Provided entries =
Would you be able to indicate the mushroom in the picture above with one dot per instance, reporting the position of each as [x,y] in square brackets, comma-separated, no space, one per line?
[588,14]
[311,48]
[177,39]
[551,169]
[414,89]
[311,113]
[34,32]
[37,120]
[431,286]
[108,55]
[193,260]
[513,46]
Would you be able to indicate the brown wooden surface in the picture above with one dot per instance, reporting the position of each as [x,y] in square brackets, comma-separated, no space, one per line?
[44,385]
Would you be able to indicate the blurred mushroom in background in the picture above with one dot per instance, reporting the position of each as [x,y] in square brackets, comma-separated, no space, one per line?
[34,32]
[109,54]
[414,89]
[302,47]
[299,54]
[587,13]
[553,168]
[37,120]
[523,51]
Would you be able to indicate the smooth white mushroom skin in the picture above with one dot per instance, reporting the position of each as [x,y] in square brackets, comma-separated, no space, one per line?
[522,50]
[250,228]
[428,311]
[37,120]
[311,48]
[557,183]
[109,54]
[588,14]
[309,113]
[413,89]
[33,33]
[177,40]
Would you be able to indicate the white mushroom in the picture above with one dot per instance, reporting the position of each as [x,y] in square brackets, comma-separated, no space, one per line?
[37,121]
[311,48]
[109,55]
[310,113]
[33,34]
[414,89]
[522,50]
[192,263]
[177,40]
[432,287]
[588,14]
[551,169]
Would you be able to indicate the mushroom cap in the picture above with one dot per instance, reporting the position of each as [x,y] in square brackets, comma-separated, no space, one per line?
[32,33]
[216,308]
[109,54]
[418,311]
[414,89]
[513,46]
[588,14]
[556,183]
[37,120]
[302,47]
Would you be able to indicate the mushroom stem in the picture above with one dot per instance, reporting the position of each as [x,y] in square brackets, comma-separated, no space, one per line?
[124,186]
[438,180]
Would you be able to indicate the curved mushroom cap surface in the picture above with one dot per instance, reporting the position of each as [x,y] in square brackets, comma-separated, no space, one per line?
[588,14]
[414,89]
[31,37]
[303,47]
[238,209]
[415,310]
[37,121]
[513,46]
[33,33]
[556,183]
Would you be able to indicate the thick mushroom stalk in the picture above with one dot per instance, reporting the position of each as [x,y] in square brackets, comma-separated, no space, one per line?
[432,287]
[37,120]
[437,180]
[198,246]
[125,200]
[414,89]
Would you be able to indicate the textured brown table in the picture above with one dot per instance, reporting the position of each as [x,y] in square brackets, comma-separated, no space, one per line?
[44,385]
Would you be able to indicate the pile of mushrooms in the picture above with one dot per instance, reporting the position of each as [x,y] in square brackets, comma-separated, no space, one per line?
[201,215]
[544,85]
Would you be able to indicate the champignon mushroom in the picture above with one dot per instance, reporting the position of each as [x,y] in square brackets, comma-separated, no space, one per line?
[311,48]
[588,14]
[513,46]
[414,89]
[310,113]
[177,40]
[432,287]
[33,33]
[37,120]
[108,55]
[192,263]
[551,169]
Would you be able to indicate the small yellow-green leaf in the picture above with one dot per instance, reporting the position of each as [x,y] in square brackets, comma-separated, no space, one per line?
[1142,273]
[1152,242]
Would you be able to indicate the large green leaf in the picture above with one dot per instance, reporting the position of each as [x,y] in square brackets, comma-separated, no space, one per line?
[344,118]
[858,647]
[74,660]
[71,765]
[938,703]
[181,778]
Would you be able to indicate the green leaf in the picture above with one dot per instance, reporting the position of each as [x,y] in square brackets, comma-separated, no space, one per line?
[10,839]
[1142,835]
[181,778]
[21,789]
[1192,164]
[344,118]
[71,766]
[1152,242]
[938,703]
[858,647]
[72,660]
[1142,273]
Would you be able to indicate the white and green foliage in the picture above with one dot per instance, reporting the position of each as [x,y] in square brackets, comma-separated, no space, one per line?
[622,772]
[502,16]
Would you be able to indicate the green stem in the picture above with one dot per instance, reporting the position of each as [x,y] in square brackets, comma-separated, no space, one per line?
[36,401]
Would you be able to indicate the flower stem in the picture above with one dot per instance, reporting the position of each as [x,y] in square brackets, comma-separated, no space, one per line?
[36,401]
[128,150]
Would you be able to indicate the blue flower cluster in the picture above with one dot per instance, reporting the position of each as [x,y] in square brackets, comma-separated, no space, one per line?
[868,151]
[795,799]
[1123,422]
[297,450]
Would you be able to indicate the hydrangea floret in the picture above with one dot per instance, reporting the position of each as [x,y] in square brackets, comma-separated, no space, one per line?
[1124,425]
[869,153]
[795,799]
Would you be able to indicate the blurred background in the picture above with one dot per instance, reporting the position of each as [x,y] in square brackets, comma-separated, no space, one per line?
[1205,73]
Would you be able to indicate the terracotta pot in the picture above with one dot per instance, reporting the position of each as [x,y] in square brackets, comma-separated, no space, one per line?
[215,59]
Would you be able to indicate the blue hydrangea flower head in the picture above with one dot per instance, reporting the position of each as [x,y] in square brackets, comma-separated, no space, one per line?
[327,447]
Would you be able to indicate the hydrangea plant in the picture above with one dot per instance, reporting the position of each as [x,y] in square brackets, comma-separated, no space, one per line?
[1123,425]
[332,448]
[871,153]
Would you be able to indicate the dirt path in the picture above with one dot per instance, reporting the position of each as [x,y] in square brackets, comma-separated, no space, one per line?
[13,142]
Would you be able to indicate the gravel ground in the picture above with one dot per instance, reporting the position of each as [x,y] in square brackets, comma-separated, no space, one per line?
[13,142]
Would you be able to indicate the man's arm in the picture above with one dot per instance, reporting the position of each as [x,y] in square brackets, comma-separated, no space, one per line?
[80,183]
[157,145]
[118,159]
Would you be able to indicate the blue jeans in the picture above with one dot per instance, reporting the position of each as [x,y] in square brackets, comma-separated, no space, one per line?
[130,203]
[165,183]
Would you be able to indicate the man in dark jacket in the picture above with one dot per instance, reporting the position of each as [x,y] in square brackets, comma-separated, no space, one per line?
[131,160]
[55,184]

Problem description = Repeat the entries exactly as they appear.

Response for this exercise =
Would you be able to indicate the mushroom in the picture above with one dot per instance, reporting the position of each as [x,y] in square brackets, comma-separated, no space, one per line?
[588,14]
[311,48]
[177,39]
[551,169]
[414,89]
[311,113]
[34,32]
[37,120]
[431,286]
[108,55]
[193,260]
[513,46]
Would you be able to indicate the brown wooden surface in the picture above with one dot per instance, reporting the position of each as [x,y] in square brackets, comma-separated, no space, one per line?
[44,385]
Would you be able to indicate the blurred mushroom in background in the picture above with one dot per instance, reporting the position of each as [x,y] in square brackets, comma-separated, no space, one per line?
[34,32]
[109,54]
[414,89]
[302,47]
[299,54]
[587,13]
[553,168]
[37,120]
[523,51]
Would you be able to indicate the smooth white mushroom skin in the picture above with one dot per instance, reporting the position of each as [x,y] in square brackets, comma-separated, no space, one per line?
[522,50]
[250,228]
[428,311]
[37,120]
[311,48]
[557,183]
[109,54]
[588,14]
[309,113]
[413,89]
[33,33]
[177,40]
Would you be able to indicate the white mushroom in the picture above with one dot per instance, reporting the position of each as [x,y] in square brackets, comma-separated, no space, one per line?
[37,121]
[311,48]
[109,55]
[310,113]
[33,34]
[414,89]
[522,50]
[192,263]
[177,40]
[432,287]
[588,14]
[551,169]
Would you be able to indicate the mushroom cap in the picture above with one dot per instance, reporting the position of each as [x,y] in square brackets, comma-separated, no space, one per line?
[32,33]
[216,308]
[109,54]
[418,311]
[414,89]
[513,46]
[588,14]
[556,183]
[37,120]
[302,47]
Would you be able to indicate the mushroom stem in the picture above with one dot per instance, reporting the position of each as [x,y] in square brackets, comma-separated, no space, one per line?
[124,186]
[438,180]
Would you be able to indicate the curved mushroom cap surface in the picture above with one dot per instance, reporting the position of each as [x,y] in square brackets, comma-separated, no space, one per line?
[588,14]
[414,89]
[31,37]
[303,47]
[238,209]
[415,310]
[37,121]
[513,46]
[33,33]
[556,183]
Would you be able to indicate the thick mushroom stalk in the picture above with one dot per instance, reporting the position of each as [x,y] in square brackets, comma-separated, no space, one per line?
[432,287]
[37,120]
[437,180]
[198,246]
[125,200]
[414,89]
Would you be able to indicate the textured brown table in the picture above with one dot per instance, reporting the position of each as [x,y] in square brackets, comma-separated, no space, one per line?
[44,385]
Would you be able to indicate the pile of mushrooms in the picture above with one dot per instance, reporting the position of each as [x,y] in square brackets, comma-separated, no space, one per line?
[201,215]
[544,85]
Would you be able to indicate the champignon mushroom in the picture above with one dot per instance, reporting the position of each as [x,y] in square brackets, comma-separated, no space, one per line?
[311,48]
[588,14]
[513,46]
[414,89]
[310,113]
[177,40]
[432,287]
[33,33]
[37,120]
[108,55]
[192,263]
[551,169]
Would you be able to indicate the small yellow-green leaf in the picture above with one dot per instance, reporting the position of each as [x,y] in square brackets, comma-separated, no space, one per line?
[1142,273]
[1152,242]
Would you be able to indicate the large green leaf in the picture above with one dot per instance, reporting the position of each as [x,y] in square brackets, comma-separated, no space, one per line?
[344,118]
[858,647]
[74,660]
[71,765]
[938,703]
[181,778]
Would you be able to indicate the green leaf in the picture above with one dot per instance, reporting the position of each as [x,y] in square brackets, comma-separated, no space, one per line?
[10,839]
[1142,835]
[181,778]
[21,789]
[1192,164]
[344,118]
[71,766]
[1152,242]
[938,703]
[858,647]
[72,660]
[1142,273]
Would you be able to indicate the white and green foliage in the picture above with one dot per instance, reporting the position of each as [x,y] in square brackets, comma-separated, no space, one per line?
[622,772]
[502,16]
Would you be able to indicate the green stem in the picture above with one dot per instance, reporting the position of each as [x,y] in square brackets, comma-separated, no space, one per line?
[36,401]
Would you be able to indicate the flower stem in the picture above with one dot per instance, reporting the position of each as [x,y] in square brackets, comma-separated, no space, one per line?
[36,401]
[128,150]
Would you be able to indicate the blue flower cluster in the picture above with one dot per instance, reporting the position of each as [x,y] in square brackets, comma-separated, no space, one per line?
[868,151]
[795,799]
[1123,422]
[297,450]
Would you be able to indicate the hydrangea floret in the picture above with one dot per instance, reporting the position of each as [x,y] in square brackets, comma-separated, no space, one per line?
[1124,425]
[869,153]
[795,799]
Would you be able to indicate the blurred background in the picture above with one dot per instance, reporting the position of each as [x,y] in square brackets, comma-separated, no space, one per line?
[1205,73]
Would you be able to indicate the terracotta pot in the picture above with one dot per instance, reporting the position of each as [x,y] in square brackets, comma-separated, no space, one per line?
[215,59]
Would you be able to indicate the blue hydrangea flower head in the picture above with one dot per instance, reporting the position of each as [x,y] in square brackets, comma-separated, no space, one per line?
[327,447]
Would you be able to indicate the hydrangea plant in the picture above with one dot per instance, reporting the position of each as [x,y] in square brackets, comma-separated, no space, one per line?
[1123,425]
[332,448]
[871,153]
Would you be able to indicate the dirt path in the picture above with one dot per instance, reporting the position of each as [x,y] in square brackets, comma-separated, no space, one per line?
[13,142]
Would you be able to indicate the gravel ground in the picture above with one dot per instance, reporting the position of each as [x,y] in square brackets, comma-separated, no space, one per line?
[13,142]
Would you be able to indicate the man's arm in the picture above with one dot per instance, reporting the position of each as [x,y] in square brackets, comma-separated, no space, one per line?
[80,183]
[157,145]
[118,159]
Would you be able to indicate the blue jeans in the picture above with one dot per instance, reporting the position of each as [x,y] in square brackets, comma-separated, no space, one per line?
[130,203]
[165,183]
Would you be able to indicate the man in dark jacket in the picture above with one dot per instance, reporting the position of each as [x,y] in square brackets, comma-separated, no space, one per line?
[131,160]
[55,184]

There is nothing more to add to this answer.